The hand of the Lord was upon me, and carried me out in the Spirit of the Lord, and set me down in the midst of the valley which was full of bones.
1. The root of all good works is the hope of the Resurrection; for the expectation of the recompense nerves the soul to good works. For every labourer is ready to endure the toils, if he sees their reward in prospect; but when men weary themselves for nought, their heart soon sinks as well as their body. A soldier who expects a prize is ready for war, but no one is forward to die for a king who is indifferent about those who serve under him, and bestows no honours on their toils. In like manner every soul believing in a Resurrection is naturally careful of itself; but, disbelieving it, abandons itself to perdition. He who believes that his body shall remain to rise again, is careful of his robe, and defiles it not with fornication; but he who disbelieves the Resurrection, gives himself to fornication, and misuses his own body, as though it were not his own. Faith therefore in the Resurrection of the dead, is a great commandment and doctrine of the Holy Catholic Church; great and most necessary, though gainsaid by many, yet surely warranted by the truth. Greeks contradict it , Samaritans disbelieve it, heretics mutilate it; the contradiction is manifold, but the truth is uniform.
2. Now Greeks and Samaritans together argue against us thus. The dead man has fallen, and mouldered away, and is all turned into worms; and the worms have died also; such is the decay and destruction which has overtaken the body; how then is it to be raised? The shipwrecked have been devoured by fishes, which are themselves devoured. Of them who fight with wild beasts the very bones are ground to powder, and consumed by bears and lions. Vultures and ravens feed on the flesh of the unburied dead, and then fly away over all the world; whence then is the body to be collected? For of the fowls who have devoured it some may chance to die in India, some in Persia, some in the land of the Goths. Other men again are consumed by fire, and their very ashes scattered by rain or wind; whence is the body to be brought together again ?

Material:

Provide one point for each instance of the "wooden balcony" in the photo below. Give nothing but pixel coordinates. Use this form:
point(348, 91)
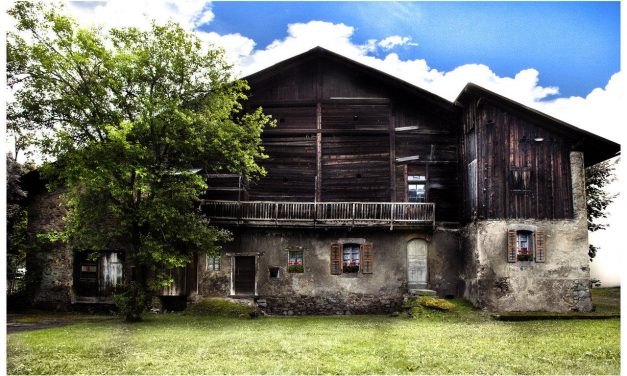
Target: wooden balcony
point(322, 214)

Given request: Reproduce the passage on the resurrection of the dead in full, word for word.

Solution:
The hand of the Lord was upon me, and carried me out in the Spirit of the Lord, and set me down in the midst of the valley which was full of bones.
1. The root of all good works is the hope of the Resurrection; for the expectation of the recompense nerves the soul to good works. For every labourer is ready to endure the toils, if he sees their reward in prospect; but when men weary themselves for nought, their heart soon sinks as well as their body. A soldier who expects a prize is ready for war, but no one is forward to die for a king who is indifferent about those who serve under him, and bestows no honours on their toils. In like manner every soul believing in a Resurrection is naturally careful of itself; but, disbelieving it, abandons itself to perdition. He who believes that his body shall remain to rise again, is careful of his robe, and defiles it not with fornication; but he who disbelieves the Resurrection, gives himself to fornication, and misuses his own body, as though it were not his own. Faith therefore in the Resurrection of the dead, is a great commandment and doctrine of the Holy Catholic Church; great and most necessary, though gainsaid by many, yet surely warranted by the truth. Greeks contradict it , Samaritans disbelieve it, heretics mutilate it; the contradiction is manifold, but the truth is uniform.
2. Now Greeks and Samaritans together argue against us thus. The dead man has fallen, and mouldered away, and is all turned into worms; and the worms have died also; such is the decay and destruction which has overtaken the body; how then is it to be raised? The shipwrecked have been devoured by fishes, which are themselves devoured. Of them who fight with wild beasts the very bones are ground to powder, and consumed by bears and lions. Vultures and ravens feed on the flesh of the unburied dead, and then fly away over all the world; whence then is the body to be collected? For of the fowls who have devoured it some may chance to die in India, some in Persia, some in the land of the Goths. Other men again are consumed by fire, and their very ashes scattered by rain or wind; whence is the body to be brought together again ?